-- START OF PASSAGE --
Under this plan, no employee may receive more than 50,000 options. Options are
nontransferable and expire if not exercised within two years. The options may
not be exercised by the employee until after the completion of two years of
employment with the Company. The options are issuable to officers, key employees
and consultants in such amounts and prices as determined by the Board of
Directors. As of December 31, 1997, no options have been granted pursuant to
this plan.

     2. Stock Grant Program: The Company has reserved 300,000 shares of its
authorized common stock for issuance to key employees, officers, directors, and
consultants. Under this plan, no employee may receive more than 100,000 options.
The program requires the employee to remain in the employ of the company for at
least one year following the grant and to agree not to engage in any activity
which would be considered in competition with the Company's business. If the
employee violates any one of these conditions the ownership of the stock issued
under the program shall revert back to the Company. The stock issued under the
program is nontransferable for two years. As of December 31, 1998 and September
30, 1999, no options have been granted pursuant to this plan.

     b. Leased Office Space

     The Company occupies office space at the office's of George Nadas,
Chartered Accountant and Secretary to the Company at 800 Petrrolia Road, Unit 7,
Toronto, Canada M3J 3K4. The Company pay rent on a month to month basis at the
rate of $250.

     c. Leased Office Space in Honduras

     On October 26, 1997, the Company through its subsidiary HRH leased for two
years approximately 630 square feet of office space in the city of Tequcigalps
for $625 per month.

     d. Consulting Agreements

     1. Agreement with Loeb Aron & Company Ltd.
-- END OF PASSAGE --
▸ REQUIRED TASK 1
Please write out again the entries from the line with "Reviewer note: every instance of the blue" through the end of the entries, both ends included, with 94 added to every coordinate in the answers.
-- START OF DATASET --
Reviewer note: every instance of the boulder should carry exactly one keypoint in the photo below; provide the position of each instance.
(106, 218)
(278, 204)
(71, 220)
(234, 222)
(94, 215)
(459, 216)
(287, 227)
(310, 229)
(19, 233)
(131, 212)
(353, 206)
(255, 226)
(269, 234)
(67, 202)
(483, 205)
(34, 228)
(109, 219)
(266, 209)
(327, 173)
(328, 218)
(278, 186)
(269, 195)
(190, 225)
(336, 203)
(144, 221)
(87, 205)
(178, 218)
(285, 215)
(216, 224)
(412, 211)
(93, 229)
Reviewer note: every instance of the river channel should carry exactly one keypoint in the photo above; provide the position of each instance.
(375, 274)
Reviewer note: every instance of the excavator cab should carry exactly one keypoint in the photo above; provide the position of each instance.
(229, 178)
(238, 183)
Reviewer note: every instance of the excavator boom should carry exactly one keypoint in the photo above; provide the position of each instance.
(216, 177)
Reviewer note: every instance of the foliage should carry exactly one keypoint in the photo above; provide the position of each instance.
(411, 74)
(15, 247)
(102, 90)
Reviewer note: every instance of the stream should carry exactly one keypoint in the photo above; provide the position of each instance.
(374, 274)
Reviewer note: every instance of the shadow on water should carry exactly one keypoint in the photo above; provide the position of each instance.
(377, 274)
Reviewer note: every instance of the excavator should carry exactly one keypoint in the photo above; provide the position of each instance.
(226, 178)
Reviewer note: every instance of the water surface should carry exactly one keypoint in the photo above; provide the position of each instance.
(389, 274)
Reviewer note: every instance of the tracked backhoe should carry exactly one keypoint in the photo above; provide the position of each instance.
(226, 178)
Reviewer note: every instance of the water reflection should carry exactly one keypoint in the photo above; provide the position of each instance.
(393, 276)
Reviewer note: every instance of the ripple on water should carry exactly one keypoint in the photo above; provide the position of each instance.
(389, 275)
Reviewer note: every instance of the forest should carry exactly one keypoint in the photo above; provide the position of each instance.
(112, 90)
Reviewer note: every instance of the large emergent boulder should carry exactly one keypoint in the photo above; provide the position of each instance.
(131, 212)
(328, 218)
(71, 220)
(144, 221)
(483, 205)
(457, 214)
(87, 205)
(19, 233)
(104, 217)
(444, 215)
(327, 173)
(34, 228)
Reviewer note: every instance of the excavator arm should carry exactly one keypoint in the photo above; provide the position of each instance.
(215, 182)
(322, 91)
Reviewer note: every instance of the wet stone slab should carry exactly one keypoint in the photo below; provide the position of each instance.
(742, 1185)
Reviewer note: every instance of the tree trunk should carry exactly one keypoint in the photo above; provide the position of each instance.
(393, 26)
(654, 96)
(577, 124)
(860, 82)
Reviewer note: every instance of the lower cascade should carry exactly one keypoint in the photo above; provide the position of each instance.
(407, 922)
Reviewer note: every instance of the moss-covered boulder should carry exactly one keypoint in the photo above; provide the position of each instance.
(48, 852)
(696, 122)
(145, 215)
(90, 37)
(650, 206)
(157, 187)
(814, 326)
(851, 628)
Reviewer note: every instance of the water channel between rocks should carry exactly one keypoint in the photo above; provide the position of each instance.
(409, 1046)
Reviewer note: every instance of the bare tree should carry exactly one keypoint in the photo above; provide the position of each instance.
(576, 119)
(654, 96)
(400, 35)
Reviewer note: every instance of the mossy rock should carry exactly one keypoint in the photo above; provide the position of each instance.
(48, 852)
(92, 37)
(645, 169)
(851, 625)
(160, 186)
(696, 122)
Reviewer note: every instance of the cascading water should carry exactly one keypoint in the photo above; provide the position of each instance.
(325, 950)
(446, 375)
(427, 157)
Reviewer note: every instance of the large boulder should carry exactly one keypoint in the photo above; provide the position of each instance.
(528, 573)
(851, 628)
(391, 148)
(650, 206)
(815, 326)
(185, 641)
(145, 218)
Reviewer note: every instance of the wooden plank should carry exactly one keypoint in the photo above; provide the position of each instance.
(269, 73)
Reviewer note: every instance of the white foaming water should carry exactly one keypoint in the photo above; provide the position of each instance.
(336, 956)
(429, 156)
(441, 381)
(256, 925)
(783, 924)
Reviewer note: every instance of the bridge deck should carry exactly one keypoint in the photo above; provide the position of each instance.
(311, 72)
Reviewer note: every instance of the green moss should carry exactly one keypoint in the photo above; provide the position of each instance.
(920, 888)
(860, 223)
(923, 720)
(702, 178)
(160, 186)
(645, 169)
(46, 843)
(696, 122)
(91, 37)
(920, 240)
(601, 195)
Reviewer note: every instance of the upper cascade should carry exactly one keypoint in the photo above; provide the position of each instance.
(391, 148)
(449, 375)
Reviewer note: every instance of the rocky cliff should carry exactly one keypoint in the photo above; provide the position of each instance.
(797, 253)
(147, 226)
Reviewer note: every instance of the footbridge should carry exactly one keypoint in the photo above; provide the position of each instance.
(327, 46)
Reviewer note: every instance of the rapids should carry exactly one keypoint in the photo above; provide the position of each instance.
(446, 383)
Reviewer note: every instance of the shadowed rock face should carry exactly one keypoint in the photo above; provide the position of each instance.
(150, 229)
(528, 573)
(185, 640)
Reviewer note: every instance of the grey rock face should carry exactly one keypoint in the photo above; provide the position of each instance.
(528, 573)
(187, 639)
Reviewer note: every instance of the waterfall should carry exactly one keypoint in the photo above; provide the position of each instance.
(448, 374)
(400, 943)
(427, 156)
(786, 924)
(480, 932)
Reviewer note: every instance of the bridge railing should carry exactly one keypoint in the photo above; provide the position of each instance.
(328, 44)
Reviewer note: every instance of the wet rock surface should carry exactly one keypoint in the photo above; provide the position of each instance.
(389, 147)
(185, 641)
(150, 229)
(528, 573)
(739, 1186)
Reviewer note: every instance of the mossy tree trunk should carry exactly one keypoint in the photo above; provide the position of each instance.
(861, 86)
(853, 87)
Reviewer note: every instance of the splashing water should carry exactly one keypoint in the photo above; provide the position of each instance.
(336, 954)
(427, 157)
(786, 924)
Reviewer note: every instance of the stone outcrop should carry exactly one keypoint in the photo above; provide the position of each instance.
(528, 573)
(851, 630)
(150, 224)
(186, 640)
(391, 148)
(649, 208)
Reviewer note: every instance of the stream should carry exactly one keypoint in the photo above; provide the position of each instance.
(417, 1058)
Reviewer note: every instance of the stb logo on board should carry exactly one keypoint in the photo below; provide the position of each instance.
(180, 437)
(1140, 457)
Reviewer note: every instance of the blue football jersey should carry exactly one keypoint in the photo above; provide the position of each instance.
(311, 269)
-- END OF DATASET --
▸ REQUIRED TASK 2
Quote the passage on stock plans and leased office space in full.

▸ WRITTEN REPLY 1
Reviewer note: every instance of the blue football jersey should carry exactly one keypoint in the photo above; provide the position of each instance.
(405, 363)

▸ WRITTEN REPLY 2
Under this plan, no employee may receive more than 50,000 options. Options are
nontransferable and expire if not exercised within two years. The options may
not be exercised by the employee until after the completion of two years of
employment with the Company. The options are issuable to officers, key employees
and consultants in such amounts and prices as determined by the Board of
Directors. As of December 31, 1997, no options have been granted pursuant to
this plan.

     2. Stock Grant Program: The Company has reserved 300,000 shares of its
authorized common stock for issuance to key employees, officers, directors, and
consultants. Under this plan, no employee may receive more than 100,000 options.
The program requires the employee to remain in the employ of the company for at
least one year following the grant and to agree not to engage in any activity
which would be considered in competition with the Company's business. If the
employee violates any one of these conditions the ownership of the stock issued
under the program shall revert back to the Company. The stock issued under the
program is nontransferable for two years. As of December 31, 1998 and September
30, 1999, no options have been granted pursuant to this plan.

     b. Leased Office Space

     The Company occupies office space at the office's of George Nadas,
Chartered Accountant and Secretary to the Company at 800 Petrrolia Road, Unit 7,
Toronto, Canada M3J 3K4. The Company pay rent on a month to month basis at the
rate of $250.

     c. Leased Office Space in Honduras

     On October 26, 1997, the Company through its subsidiary HRH leased for two
years approximately 630 square feet of office space in the city of Tequcigalps
for $625 per month.

     d. Consulting Agreements

     1. Agreement with Loeb Aron & Company Ltd.